_What is expected_: Restate the lines that begin with the line containing "of the table." and run through the last line, substituting "dot" for "marker" and leaving everything else unchanged. Leave the pictures out of your answer.

_Raw data_:

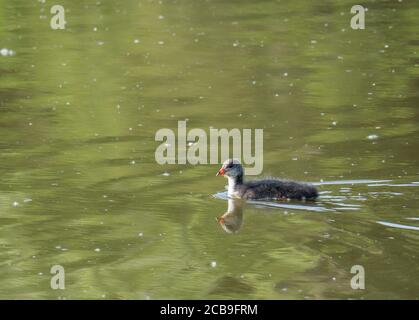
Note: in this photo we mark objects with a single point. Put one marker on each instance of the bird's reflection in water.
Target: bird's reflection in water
(232, 220)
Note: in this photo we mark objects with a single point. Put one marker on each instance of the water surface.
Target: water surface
(80, 187)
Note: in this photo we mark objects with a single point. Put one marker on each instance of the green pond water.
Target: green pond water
(80, 187)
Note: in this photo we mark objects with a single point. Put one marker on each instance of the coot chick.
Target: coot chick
(273, 189)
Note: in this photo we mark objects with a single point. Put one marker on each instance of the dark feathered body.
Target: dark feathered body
(263, 189)
(275, 189)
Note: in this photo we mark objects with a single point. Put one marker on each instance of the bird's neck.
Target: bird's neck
(233, 182)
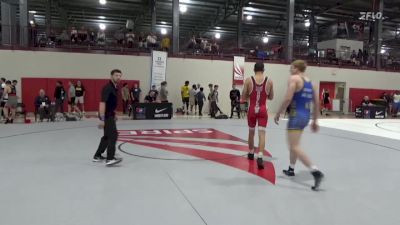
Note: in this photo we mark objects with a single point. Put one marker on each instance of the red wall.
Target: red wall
(356, 95)
(331, 86)
(30, 90)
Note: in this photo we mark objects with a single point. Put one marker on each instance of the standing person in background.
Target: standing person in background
(2, 102)
(71, 98)
(59, 95)
(185, 94)
(107, 107)
(200, 100)
(125, 98)
(135, 93)
(80, 95)
(163, 96)
(210, 87)
(192, 99)
(234, 95)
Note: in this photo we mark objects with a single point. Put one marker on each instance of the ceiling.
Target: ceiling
(206, 17)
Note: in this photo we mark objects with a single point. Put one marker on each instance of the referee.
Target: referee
(107, 107)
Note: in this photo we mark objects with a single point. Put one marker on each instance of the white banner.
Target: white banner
(238, 70)
(158, 68)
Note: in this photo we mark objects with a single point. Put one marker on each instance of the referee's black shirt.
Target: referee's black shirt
(109, 95)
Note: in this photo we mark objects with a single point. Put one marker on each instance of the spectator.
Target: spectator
(71, 98)
(166, 44)
(366, 101)
(192, 99)
(135, 93)
(200, 97)
(119, 36)
(163, 92)
(214, 102)
(101, 38)
(74, 35)
(130, 39)
(185, 94)
(64, 38)
(42, 104)
(234, 95)
(210, 86)
(80, 96)
(396, 103)
(125, 98)
(11, 99)
(2, 102)
(151, 41)
(59, 95)
(82, 35)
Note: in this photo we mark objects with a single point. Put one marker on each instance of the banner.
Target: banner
(238, 70)
(158, 67)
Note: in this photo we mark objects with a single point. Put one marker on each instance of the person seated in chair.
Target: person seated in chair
(42, 104)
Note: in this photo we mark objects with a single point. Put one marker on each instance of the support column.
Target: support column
(23, 23)
(290, 29)
(153, 16)
(378, 37)
(175, 26)
(240, 26)
(8, 23)
(48, 17)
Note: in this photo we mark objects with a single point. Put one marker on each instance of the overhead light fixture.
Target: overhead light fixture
(102, 26)
(183, 8)
(307, 23)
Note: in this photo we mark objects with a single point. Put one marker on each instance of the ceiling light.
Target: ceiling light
(102, 26)
(183, 8)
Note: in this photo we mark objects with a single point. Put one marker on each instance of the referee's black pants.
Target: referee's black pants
(109, 140)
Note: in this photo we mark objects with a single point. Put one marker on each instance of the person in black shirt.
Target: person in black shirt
(234, 95)
(42, 104)
(107, 107)
(59, 95)
(135, 93)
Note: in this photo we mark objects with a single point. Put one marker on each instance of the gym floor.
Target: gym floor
(191, 171)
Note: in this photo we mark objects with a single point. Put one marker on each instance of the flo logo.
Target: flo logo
(226, 149)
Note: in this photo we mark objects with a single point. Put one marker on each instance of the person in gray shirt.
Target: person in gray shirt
(163, 92)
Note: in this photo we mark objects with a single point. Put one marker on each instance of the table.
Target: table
(152, 111)
(371, 112)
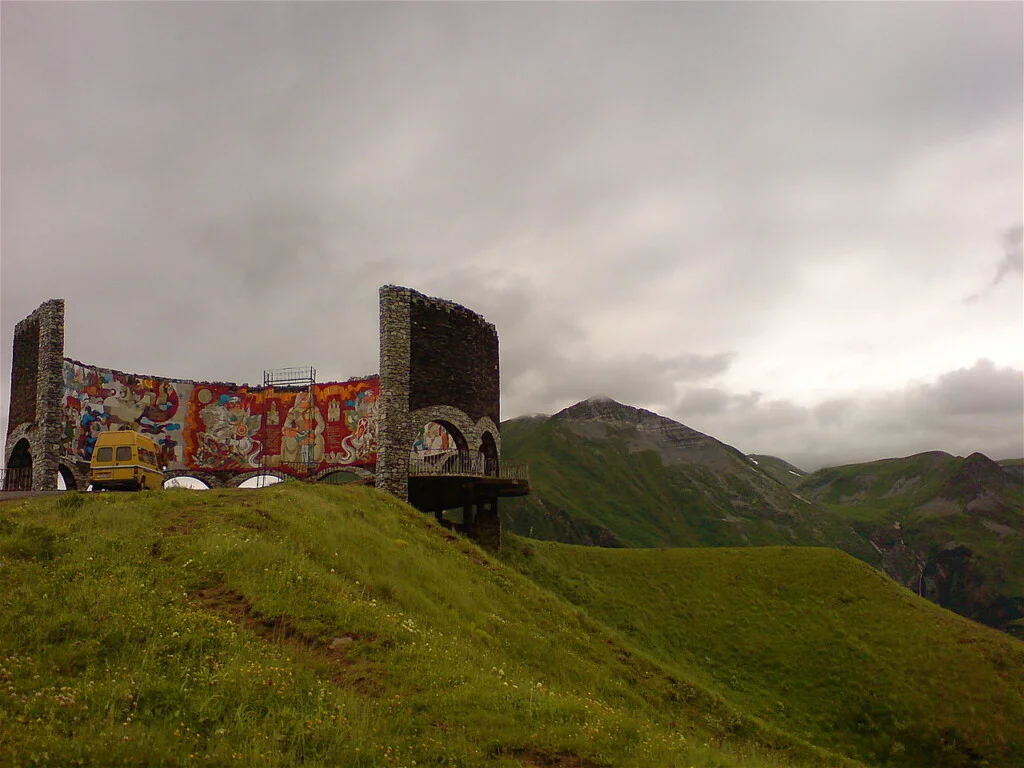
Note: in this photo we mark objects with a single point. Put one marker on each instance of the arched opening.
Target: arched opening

_Answer for this exercise_:
Note: in this photo we mark objects with a single point. Put one dot on each instance of the table.
Target: table
(152, 111)
(371, 112)
Note: in this photo we mark objects with a single point. Put one dot on each instance of the arched opening.
Target: arched opening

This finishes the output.